Documento de origem>
>>>

Bastante gente sabe que minha banda preferida (em empate técnico com os Beatles, mas Beatles é hors concours) são os Ramones. Hoje me deu vontade de escrever o porquê disso.

Vejamos o que era a tendência do rock no início dos anos 70, pouco antes do Ramones (pelo menos a tendência do rock "mainstream"): Led Zepelin com solos de guitarra de meia-hora. Bandas progressivas como Pink Floyd com sua música extremamente elaborada, com alta qualidade técnica e raios laser. Psicodelia total de caras como David Bowie e a última fase dos Beatles. Prodígios da guitarra como o Jimi Hendrix e bandas mais próximas do metal ou hard rock como o Black Sabbath e o Deep Purple.

<<<

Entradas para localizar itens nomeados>
>>>

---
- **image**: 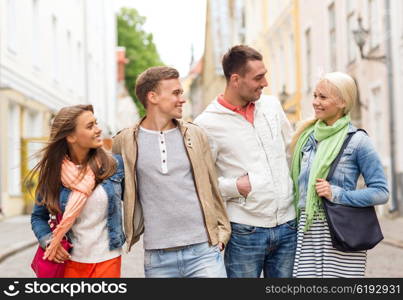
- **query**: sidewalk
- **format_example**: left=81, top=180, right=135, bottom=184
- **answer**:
left=0, top=215, right=403, bottom=263
left=0, top=215, right=37, bottom=263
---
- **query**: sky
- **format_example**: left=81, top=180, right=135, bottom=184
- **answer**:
left=115, top=0, right=206, bottom=77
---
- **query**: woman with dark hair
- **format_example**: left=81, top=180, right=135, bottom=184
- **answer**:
left=30, top=105, right=125, bottom=278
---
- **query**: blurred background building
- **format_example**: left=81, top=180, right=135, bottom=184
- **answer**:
left=0, top=0, right=116, bottom=216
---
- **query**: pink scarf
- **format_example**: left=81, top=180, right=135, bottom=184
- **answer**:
left=43, top=158, right=95, bottom=260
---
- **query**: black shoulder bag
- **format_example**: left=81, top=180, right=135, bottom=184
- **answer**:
left=322, top=129, right=383, bottom=252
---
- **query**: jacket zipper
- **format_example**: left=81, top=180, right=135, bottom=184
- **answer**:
left=183, top=132, right=212, bottom=245
left=130, top=133, right=139, bottom=248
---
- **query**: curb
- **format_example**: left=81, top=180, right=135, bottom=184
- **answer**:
left=0, top=239, right=38, bottom=263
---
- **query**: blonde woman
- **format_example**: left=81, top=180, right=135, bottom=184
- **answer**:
left=291, top=72, right=389, bottom=277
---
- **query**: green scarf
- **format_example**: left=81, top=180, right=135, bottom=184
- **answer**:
left=291, top=115, right=351, bottom=231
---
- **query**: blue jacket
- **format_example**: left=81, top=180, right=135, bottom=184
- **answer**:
left=31, top=154, right=125, bottom=250
left=298, top=125, right=389, bottom=208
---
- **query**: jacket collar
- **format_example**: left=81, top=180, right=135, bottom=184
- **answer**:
left=133, top=116, right=189, bottom=136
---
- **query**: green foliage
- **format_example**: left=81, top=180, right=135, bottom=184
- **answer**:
left=117, top=8, right=163, bottom=116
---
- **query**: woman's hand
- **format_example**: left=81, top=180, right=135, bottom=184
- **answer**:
left=315, top=178, right=332, bottom=200
left=44, top=243, right=71, bottom=264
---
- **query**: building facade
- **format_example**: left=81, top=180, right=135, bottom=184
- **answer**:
left=268, top=0, right=403, bottom=214
left=0, top=0, right=116, bottom=216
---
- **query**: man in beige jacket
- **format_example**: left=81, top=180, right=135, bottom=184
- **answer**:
left=113, top=67, right=230, bottom=277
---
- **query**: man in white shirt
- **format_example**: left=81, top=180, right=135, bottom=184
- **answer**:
left=195, top=45, right=297, bottom=277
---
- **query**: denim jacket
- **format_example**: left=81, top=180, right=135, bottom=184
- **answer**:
left=298, top=124, right=389, bottom=208
left=31, top=154, right=125, bottom=250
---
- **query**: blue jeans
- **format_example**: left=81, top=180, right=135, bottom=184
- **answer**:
left=144, top=242, right=227, bottom=278
left=224, top=220, right=297, bottom=278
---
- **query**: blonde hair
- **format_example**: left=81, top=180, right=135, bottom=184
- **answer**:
left=290, top=72, right=358, bottom=153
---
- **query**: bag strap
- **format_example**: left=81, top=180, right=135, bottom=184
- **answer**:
left=326, top=128, right=368, bottom=181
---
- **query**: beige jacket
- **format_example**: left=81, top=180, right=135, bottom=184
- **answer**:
left=112, top=120, right=231, bottom=251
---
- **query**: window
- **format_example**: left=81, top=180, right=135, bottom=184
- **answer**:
left=8, top=104, right=21, bottom=196
left=6, top=0, right=17, bottom=53
left=24, top=110, right=43, bottom=170
left=369, top=86, right=386, bottom=147
left=328, top=3, right=337, bottom=71
left=305, top=28, right=312, bottom=92
left=74, top=42, right=84, bottom=96
left=52, top=16, right=60, bottom=82
left=65, top=31, right=74, bottom=90
left=288, top=34, right=296, bottom=92
left=347, top=13, right=357, bottom=64
left=32, top=0, right=41, bottom=69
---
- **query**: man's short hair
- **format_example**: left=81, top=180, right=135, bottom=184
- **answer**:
left=222, top=45, right=263, bottom=81
left=135, top=67, right=179, bottom=107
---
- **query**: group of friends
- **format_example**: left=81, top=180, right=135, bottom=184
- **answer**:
left=31, top=45, right=389, bottom=278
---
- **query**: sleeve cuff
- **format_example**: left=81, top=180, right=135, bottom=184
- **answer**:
left=218, top=177, right=242, bottom=200
left=330, top=185, right=343, bottom=204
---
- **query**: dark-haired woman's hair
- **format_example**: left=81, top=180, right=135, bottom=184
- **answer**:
left=26, top=105, right=116, bottom=214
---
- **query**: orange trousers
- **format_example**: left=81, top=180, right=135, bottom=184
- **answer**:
left=64, top=256, right=122, bottom=278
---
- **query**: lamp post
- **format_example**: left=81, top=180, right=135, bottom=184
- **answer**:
left=353, top=4, right=399, bottom=212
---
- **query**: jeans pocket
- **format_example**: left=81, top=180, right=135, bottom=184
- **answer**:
left=191, top=242, right=219, bottom=256
left=231, top=223, right=256, bottom=235
left=285, top=219, right=298, bottom=231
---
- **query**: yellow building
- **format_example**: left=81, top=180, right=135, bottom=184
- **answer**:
left=259, top=0, right=302, bottom=123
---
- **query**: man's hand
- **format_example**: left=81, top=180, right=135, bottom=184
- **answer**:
left=236, top=175, right=252, bottom=198
left=315, top=178, right=332, bottom=200
left=217, top=242, right=225, bottom=251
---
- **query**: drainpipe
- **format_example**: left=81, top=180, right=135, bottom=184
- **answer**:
left=385, top=0, right=398, bottom=212
left=82, top=1, right=89, bottom=103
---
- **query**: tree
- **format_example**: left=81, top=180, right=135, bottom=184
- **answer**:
left=117, top=8, right=163, bottom=116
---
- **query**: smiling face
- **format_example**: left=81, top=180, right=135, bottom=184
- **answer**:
left=67, top=111, right=103, bottom=150
left=150, top=79, right=186, bottom=119
left=237, top=60, right=268, bottom=103
left=312, top=80, right=346, bottom=126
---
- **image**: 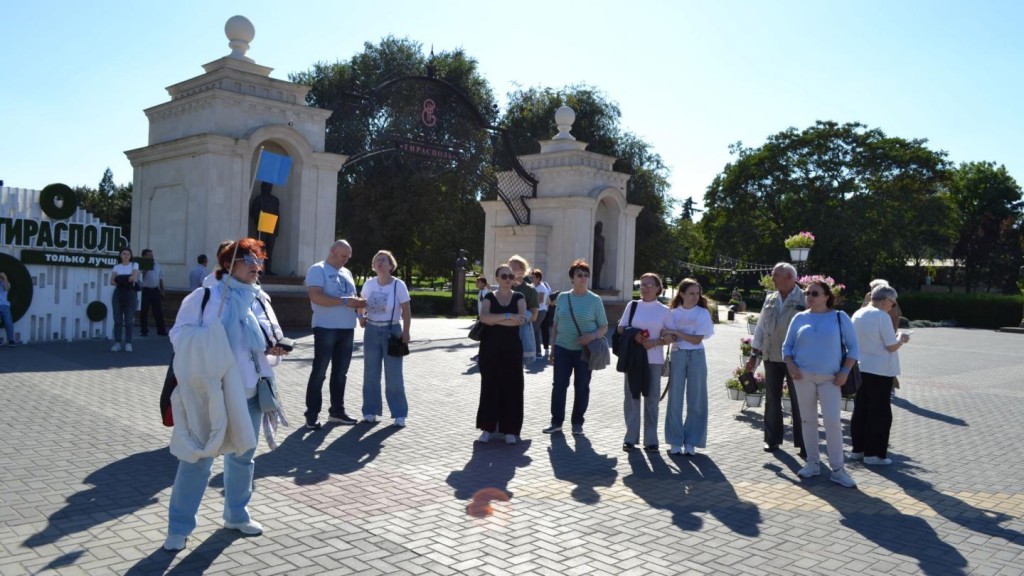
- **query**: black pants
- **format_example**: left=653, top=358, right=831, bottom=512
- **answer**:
left=765, top=360, right=804, bottom=448
left=138, top=288, right=167, bottom=336
left=850, top=372, right=894, bottom=458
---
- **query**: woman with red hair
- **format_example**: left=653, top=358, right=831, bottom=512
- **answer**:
left=164, top=238, right=288, bottom=550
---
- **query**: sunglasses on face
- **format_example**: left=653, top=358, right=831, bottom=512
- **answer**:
left=239, top=254, right=263, bottom=266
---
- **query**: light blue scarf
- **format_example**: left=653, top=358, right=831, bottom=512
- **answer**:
left=220, top=276, right=266, bottom=354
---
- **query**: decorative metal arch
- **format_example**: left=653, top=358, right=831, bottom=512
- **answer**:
left=342, top=75, right=537, bottom=224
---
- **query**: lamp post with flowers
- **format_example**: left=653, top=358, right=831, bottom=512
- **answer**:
left=784, top=231, right=814, bottom=268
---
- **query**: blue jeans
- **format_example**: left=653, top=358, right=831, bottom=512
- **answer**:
left=362, top=324, right=409, bottom=418
left=167, top=396, right=263, bottom=536
left=551, top=345, right=593, bottom=427
left=665, top=348, right=708, bottom=448
left=305, top=327, right=355, bottom=423
left=0, top=304, right=14, bottom=343
left=111, top=290, right=138, bottom=344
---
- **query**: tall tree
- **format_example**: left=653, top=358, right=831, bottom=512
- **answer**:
left=700, top=121, right=949, bottom=288
left=502, top=85, right=678, bottom=274
left=949, top=162, right=1024, bottom=292
left=291, top=37, right=497, bottom=280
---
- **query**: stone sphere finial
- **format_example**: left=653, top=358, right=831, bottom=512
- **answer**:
left=551, top=106, right=575, bottom=140
left=224, top=15, right=256, bottom=63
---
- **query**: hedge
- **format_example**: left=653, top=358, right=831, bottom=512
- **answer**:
left=899, top=292, right=1024, bottom=329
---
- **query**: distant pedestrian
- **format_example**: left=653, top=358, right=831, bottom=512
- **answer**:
left=138, top=248, right=167, bottom=336
left=188, top=254, right=207, bottom=292
left=850, top=284, right=910, bottom=465
left=359, top=250, right=413, bottom=426
left=305, top=240, right=367, bottom=429
left=111, top=248, right=138, bottom=352
left=476, top=264, right=526, bottom=444
left=544, top=259, right=608, bottom=436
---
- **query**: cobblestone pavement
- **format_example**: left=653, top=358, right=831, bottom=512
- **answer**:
left=0, top=319, right=1024, bottom=575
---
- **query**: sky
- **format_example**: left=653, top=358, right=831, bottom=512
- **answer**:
left=0, top=0, right=1024, bottom=215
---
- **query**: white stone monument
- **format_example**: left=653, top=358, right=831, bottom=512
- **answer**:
left=125, top=16, right=346, bottom=289
left=480, top=106, right=643, bottom=302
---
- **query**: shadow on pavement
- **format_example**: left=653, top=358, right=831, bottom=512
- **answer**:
left=548, top=434, right=618, bottom=504
left=24, top=447, right=178, bottom=548
left=892, top=396, right=968, bottom=426
left=623, top=450, right=761, bottom=538
left=865, top=458, right=1024, bottom=545
left=765, top=464, right=967, bottom=576
left=210, top=422, right=401, bottom=488
left=444, top=440, right=531, bottom=500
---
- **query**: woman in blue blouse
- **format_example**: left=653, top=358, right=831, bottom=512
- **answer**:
left=782, top=280, right=859, bottom=488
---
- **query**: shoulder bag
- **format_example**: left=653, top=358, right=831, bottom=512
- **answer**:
left=565, top=294, right=611, bottom=370
left=387, top=278, right=409, bottom=358
left=836, top=312, right=861, bottom=396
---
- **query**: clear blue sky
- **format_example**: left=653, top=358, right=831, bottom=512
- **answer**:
left=0, top=0, right=1024, bottom=214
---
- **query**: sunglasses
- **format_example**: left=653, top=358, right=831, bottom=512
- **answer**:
left=239, top=254, right=263, bottom=266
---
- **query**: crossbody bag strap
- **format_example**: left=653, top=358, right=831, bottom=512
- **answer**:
left=565, top=293, right=583, bottom=336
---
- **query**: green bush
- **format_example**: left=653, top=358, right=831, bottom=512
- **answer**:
left=899, top=292, right=1024, bottom=328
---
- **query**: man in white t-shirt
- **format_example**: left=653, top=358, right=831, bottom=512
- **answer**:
left=305, top=240, right=367, bottom=429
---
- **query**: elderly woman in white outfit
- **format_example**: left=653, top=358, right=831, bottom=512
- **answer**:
left=164, top=238, right=288, bottom=550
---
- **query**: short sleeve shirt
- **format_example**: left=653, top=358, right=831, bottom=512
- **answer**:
left=306, top=261, right=355, bottom=329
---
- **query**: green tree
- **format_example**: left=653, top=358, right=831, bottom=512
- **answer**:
left=291, top=37, right=497, bottom=281
left=74, top=168, right=132, bottom=238
left=700, top=121, right=950, bottom=289
left=948, top=162, right=1024, bottom=293
left=502, top=85, right=679, bottom=275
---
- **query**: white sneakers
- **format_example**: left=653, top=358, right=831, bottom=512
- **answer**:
left=797, top=462, right=821, bottom=478
left=828, top=468, right=857, bottom=488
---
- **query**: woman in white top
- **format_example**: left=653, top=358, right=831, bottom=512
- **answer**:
left=359, top=250, right=413, bottom=427
left=617, top=273, right=669, bottom=452
left=665, top=278, right=715, bottom=456
left=850, top=285, right=910, bottom=465
left=111, top=248, right=138, bottom=352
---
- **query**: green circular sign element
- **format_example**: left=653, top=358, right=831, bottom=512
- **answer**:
left=85, top=300, right=106, bottom=322
left=39, top=184, right=78, bottom=220
left=0, top=254, right=33, bottom=322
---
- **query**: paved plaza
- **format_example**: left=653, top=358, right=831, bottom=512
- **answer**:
left=0, top=319, right=1024, bottom=575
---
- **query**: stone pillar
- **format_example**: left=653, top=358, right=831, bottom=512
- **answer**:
left=125, top=16, right=346, bottom=289
left=480, top=107, right=642, bottom=302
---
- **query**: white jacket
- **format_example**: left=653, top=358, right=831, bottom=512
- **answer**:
left=171, top=311, right=256, bottom=462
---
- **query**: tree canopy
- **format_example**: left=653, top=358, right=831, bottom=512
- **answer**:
left=700, top=121, right=951, bottom=288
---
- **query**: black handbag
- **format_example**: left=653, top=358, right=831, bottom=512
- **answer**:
left=836, top=312, right=862, bottom=396
left=387, top=278, right=409, bottom=357
left=611, top=300, right=637, bottom=356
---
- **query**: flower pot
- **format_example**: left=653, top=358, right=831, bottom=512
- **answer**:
left=790, top=248, right=811, bottom=262
left=743, top=394, right=765, bottom=408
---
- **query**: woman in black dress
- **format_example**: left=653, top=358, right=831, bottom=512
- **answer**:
left=476, top=265, right=526, bottom=444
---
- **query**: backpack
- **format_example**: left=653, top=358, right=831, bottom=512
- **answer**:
left=160, top=287, right=210, bottom=426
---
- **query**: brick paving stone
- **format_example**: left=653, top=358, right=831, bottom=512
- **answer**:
left=0, top=319, right=1024, bottom=576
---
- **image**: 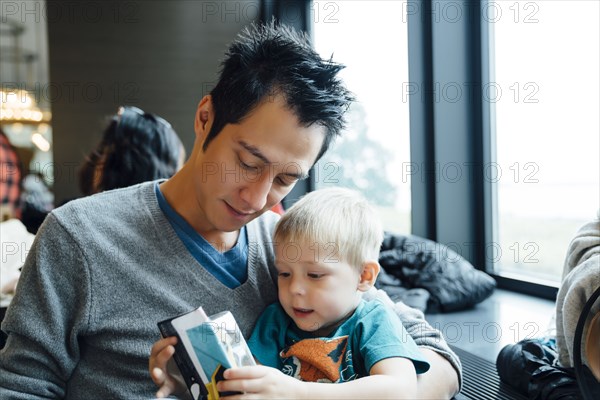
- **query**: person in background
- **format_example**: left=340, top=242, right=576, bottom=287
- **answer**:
left=0, top=24, right=460, bottom=399
left=79, top=106, right=185, bottom=196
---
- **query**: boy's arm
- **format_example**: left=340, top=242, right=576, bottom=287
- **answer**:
left=217, top=357, right=417, bottom=400
left=363, top=288, right=462, bottom=399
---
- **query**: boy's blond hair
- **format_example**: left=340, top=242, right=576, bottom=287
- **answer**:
left=274, top=188, right=383, bottom=269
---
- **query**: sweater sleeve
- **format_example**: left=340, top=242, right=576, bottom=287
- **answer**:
left=364, top=289, right=462, bottom=388
left=0, top=214, right=91, bottom=399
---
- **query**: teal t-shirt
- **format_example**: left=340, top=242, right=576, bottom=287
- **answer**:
left=248, top=300, right=429, bottom=383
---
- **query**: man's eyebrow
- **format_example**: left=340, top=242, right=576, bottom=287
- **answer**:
left=238, top=140, right=308, bottom=180
left=239, top=140, right=271, bottom=164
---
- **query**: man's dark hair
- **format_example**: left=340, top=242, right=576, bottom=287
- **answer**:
left=79, top=110, right=184, bottom=196
left=203, top=22, right=354, bottom=160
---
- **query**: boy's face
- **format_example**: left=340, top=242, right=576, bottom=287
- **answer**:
left=188, top=96, right=325, bottom=233
left=275, top=239, right=364, bottom=336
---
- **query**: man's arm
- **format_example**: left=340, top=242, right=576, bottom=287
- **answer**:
left=0, top=214, right=88, bottom=399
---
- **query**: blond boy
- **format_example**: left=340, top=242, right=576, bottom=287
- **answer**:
left=218, top=188, right=429, bottom=399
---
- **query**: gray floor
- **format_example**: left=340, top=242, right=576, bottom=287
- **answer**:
left=425, top=289, right=554, bottom=363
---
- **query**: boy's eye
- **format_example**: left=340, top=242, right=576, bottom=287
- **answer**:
left=275, top=176, right=296, bottom=186
left=240, top=160, right=258, bottom=171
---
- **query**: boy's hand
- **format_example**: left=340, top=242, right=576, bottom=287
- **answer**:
left=217, top=365, right=306, bottom=400
left=148, top=336, right=186, bottom=398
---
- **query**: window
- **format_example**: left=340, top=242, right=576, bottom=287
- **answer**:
left=311, top=1, right=411, bottom=233
left=484, top=1, right=600, bottom=285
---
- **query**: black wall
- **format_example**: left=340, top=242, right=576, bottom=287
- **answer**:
left=45, top=0, right=260, bottom=204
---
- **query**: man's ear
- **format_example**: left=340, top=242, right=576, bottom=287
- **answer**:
left=194, top=95, right=214, bottom=142
left=358, top=261, right=381, bottom=292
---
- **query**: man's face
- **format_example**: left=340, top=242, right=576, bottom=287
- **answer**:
left=190, top=96, right=324, bottom=233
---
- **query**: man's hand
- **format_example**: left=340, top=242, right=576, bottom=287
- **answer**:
left=148, top=336, right=186, bottom=398
left=217, top=365, right=306, bottom=400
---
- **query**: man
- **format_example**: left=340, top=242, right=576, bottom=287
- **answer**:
left=0, top=25, right=460, bottom=399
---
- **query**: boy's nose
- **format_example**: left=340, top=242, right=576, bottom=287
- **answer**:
left=290, top=277, right=305, bottom=295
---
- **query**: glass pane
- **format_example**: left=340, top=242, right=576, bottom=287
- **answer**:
left=488, top=1, right=600, bottom=284
left=312, top=1, right=410, bottom=233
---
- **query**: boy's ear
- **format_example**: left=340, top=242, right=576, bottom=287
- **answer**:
left=358, top=261, right=381, bottom=292
left=194, top=95, right=213, bottom=141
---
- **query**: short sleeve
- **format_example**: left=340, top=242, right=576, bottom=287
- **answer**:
left=355, top=300, right=429, bottom=374
left=248, top=302, right=290, bottom=369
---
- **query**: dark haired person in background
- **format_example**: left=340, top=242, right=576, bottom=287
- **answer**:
left=79, top=106, right=185, bottom=196
left=0, top=24, right=460, bottom=399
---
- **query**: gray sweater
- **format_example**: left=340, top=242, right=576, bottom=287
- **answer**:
left=0, top=182, right=460, bottom=400
left=556, top=220, right=600, bottom=367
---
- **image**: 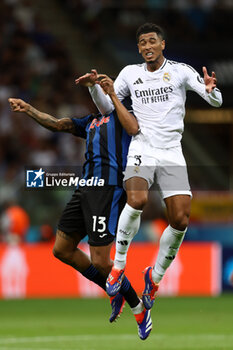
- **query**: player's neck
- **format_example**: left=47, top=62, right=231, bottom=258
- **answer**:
left=146, top=56, right=165, bottom=72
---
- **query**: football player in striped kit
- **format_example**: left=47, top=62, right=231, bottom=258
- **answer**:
left=9, top=77, right=152, bottom=340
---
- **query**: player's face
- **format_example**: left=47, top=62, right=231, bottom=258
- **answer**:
left=138, top=32, right=165, bottom=64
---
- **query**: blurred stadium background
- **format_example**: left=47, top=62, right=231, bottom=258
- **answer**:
left=0, top=0, right=233, bottom=348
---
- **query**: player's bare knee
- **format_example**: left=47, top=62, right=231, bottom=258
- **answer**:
left=171, top=211, right=189, bottom=231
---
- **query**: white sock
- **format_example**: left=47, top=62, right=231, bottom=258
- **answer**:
left=114, top=203, right=142, bottom=269
left=131, top=300, right=144, bottom=315
left=152, top=225, right=187, bottom=283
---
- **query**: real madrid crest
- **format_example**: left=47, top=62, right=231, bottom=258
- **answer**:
left=163, top=73, right=171, bottom=83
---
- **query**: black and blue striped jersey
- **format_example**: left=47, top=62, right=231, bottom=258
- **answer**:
left=72, top=110, right=131, bottom=187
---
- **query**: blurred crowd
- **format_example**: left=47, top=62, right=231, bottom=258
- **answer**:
left=0, top=0, right=98, bottom=242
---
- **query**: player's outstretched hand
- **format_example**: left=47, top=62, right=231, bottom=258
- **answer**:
left=75, top=69, right=98, bottom=87
left=97, top=74, right=115, bottom=95
left=8, top=98, right=29, bottom=112
left=202, top=67, right=217, bottom=93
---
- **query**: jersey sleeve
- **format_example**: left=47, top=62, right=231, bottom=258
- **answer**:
left=88, top=84, right=114, bottom=115
left=114, top=66, right=130, bottom=101
left=182, top=64, right=222, bottom=107
left=71, top=114, right=92, bottom=139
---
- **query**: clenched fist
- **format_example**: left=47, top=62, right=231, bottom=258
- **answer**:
left=8, top=98, right=29, bottom=112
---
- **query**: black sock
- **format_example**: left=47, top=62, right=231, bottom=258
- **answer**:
left=120, top=276, right=140, bottom=308
left=81, top=264, right=106, bottom=290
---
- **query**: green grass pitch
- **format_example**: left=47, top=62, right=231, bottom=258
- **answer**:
left=0, top=295, right=233, bottom=350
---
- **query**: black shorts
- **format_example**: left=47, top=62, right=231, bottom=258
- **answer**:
left=58, top=186, right=126, bottom=246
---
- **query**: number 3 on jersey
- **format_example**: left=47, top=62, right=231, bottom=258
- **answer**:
left=92, top=215, right=106, bottom=232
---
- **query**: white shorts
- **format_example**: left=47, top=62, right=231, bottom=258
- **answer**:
left=124, top=134, right=192, bottom=198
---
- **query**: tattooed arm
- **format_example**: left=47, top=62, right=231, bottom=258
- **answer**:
left=8, top=98, right=75, bottom=134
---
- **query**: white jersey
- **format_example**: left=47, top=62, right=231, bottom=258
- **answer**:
left=114, top=59, right=222, bottom=148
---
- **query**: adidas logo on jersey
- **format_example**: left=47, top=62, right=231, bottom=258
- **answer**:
left=133, top=78, right=143, bottom=85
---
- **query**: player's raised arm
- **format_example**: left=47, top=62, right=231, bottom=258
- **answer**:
left=75, top=69, right=114, bottom=115
left=8, top=98, right=75, bottom=133
left=183, top=65, right=222, bottom=107
left=98, top=74, right=139, bottom=135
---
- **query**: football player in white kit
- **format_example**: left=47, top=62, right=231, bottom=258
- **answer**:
left=76, top=23, right=222, bottom=309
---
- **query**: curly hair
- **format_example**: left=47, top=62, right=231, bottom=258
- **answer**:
left=136, top=23, right=165, bottom=42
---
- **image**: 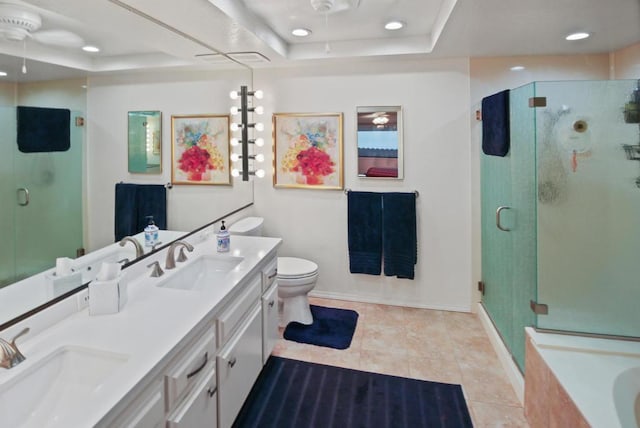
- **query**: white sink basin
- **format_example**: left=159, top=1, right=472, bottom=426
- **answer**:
left=0, top=346, right=127, bottom=427
left=158, top=255, right=244, bottom=291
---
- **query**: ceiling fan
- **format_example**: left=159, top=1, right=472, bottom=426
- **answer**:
left=0, top=1, right=84, bottom=48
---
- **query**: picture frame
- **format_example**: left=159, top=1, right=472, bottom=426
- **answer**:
left=171, top=114, right=231, bottom=185
left=272, top=113, right=344, bottom=190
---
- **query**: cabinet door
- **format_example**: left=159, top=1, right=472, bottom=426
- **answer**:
left=167, top=368, right=217, bottom=428
left=262, top=282, right=280, bottom=364
left=217, top=303, right=262, bottom=428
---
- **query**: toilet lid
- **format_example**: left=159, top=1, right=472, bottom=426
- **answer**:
left=278, top=257, right=318, bottom=278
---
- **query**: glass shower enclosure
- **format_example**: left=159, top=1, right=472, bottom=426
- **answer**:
left=481, top=80, right=640, bottom=370
left=0, top=107, right=84, bottom=287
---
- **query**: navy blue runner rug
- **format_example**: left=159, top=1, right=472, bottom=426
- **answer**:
left=233, top=356, right=473, bottom=428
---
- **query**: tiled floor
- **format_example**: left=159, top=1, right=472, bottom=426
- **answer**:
left=274, top=298, right=528, bottom=428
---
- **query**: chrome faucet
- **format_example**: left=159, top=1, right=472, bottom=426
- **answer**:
left=164, top=241, right=193, bottom=269
left=0, top=327, right=29, bottom=369
left=120, top=236, right=144, bottom=258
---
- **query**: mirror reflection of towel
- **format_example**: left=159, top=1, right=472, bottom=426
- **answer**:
left=482, top=89, right=511, bottom=157
left=115, top=183, right=167, bottom=242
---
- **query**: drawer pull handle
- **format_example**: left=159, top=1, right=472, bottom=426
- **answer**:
left=207, top=387, right=218, bottom=397
left=187, top=352, right=209, bottom=379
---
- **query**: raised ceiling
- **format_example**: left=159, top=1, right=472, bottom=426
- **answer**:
left=0, top=0, right=640, bottom=81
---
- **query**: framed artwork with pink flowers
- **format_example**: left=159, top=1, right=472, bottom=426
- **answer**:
left=171, top=114, right=231, bottom=185
left=273, top=113, right=344, bottom=189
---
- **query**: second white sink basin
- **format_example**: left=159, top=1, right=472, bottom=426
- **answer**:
left=158, top=255, right=244, bottom=291
left=0, top=346, right=128, bottom=427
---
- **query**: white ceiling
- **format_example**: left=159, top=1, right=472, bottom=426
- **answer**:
left=0, top=0, right=640, bottom=81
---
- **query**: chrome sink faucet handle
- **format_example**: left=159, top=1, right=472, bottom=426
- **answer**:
left=0, top=327, right=29, bottom=369
left=120, top=236, right=144, bottom=258
left=164, top=241, right=193, bottom=269
left=147, top=261, right=164, bottom=278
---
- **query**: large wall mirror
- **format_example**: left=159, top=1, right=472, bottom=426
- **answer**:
left=128, top=111, right=162, bottom=174
left=357, top=106, right=404, bottom=179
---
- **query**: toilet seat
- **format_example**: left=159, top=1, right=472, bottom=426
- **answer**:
left=278, top=257, right=318, bottom=280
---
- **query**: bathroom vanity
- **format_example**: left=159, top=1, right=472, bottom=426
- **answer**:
left=0, top=236, right=281, bottom=428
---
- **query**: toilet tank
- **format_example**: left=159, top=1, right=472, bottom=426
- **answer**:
left=229, top=217, right=264, bottom=236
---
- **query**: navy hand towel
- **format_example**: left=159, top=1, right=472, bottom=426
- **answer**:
left=482, top=89, right=510, bottom=157
left=382, top=193, right=418, bottom=279
left=347, top=192, right=382, bottom=275
left=114, top=183, right=167, bottom=241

<<<

Lista de exercícios>
1: Extraia, sem qualquer alteração, a parte das entradas que vai do início delas até a linha que contém "left=0, top=239, right=38, bottom=263", ambas as extremidades incluídas. Deixe as imagens de fora da resposta.
2: Dê continuidade ao texto sobre os Ramones, começando logo após a última frase apresentada.

Resultados do exercício>
1:
---
- **image**: 
- **query**: sidewalk
- **format_example**: left=81, top=180, right=135, bottom=184
- **answer**:
left=0, top=215, right=403, bottom=263
left=0, top=215, right=37, bottom=263
---
- **query**: sky
- **format_example**: left=81, top=180, right=135, bottom=184
- **answer**:
left=115, top=0, right=206, bottom=77
---
- **query**: woman with dark hair
- **format_example**: left=81, top=180, right=135, bottom=184
- **answer**:
left=30, top=105, right=125, bottom=278
---
- **query**: blurred background building
- **format_example**: left=81, top=180, right=135, bottom=184
- **answer**:
left=0, top=0, right=116, bottom=216
---
- **query**: pink scarf
- **format_example**: left=81, top=180, right=135, bottom=184
- **answer**:
left=43, top=158, right=95, bottom=260
---
- **query**: black shoulder bag
- **format_example**: left=81, top=180, right=135, bottom=184
- **answer**:
left=322, top=129, right=383, bottom=252
---
- **query**: jacket zipper
- **format_example**: left=81, top=180, right=135, bottom=184
- **answer**:
left=183, top=132, right=212, bottom=245
left=130, top=133, right=139, bottom=248
---
- **query**: curb
- **format_example**: left=81, top=180, right=135, bottom=184
- **answer**:
left=0, top=239, right=38, bottom=263

2:
Todas bandas tecnicamente sensacionais. Não se pode questionar a arte desses caras (embora se possa gostar ou não gostar). Mas todas elas meio que se afastavam do rock básico, original, simples, trivial mas verdadeiramente rock. Baixo bateria e guitarra. 1-2-3-4! Músicas rápidas, mensagens poderosas. Uma rebeldia que talvez a "nerdice" musical do Pink Floyd ou do Led não representasse mais, pelo menos não com a mesma energia (na minha visão).

Aí, nesse cenário o Ramones aparece, chuta o balde e traz de volta o rock simples, mas que sendo simples tinha dominado o mundo nos anos 60. E trazem o rock simples ainda mais rápido e potente do que era antes. Com letras escrachadas. Traz a diversão e a alegria de volta. Traz o punk rock! E a partir daí surgem milhares de bandas pelo mundo todo, do Sex Pistols ao Green Day, e, ao menos pela atitude, se não tanto pelo som, até o grunge do Nirvana. Não dá pra desqualificar os caras por não terem a técnica de guitarra do Hendrix ou do Jimmy Page. A ideia não era essa.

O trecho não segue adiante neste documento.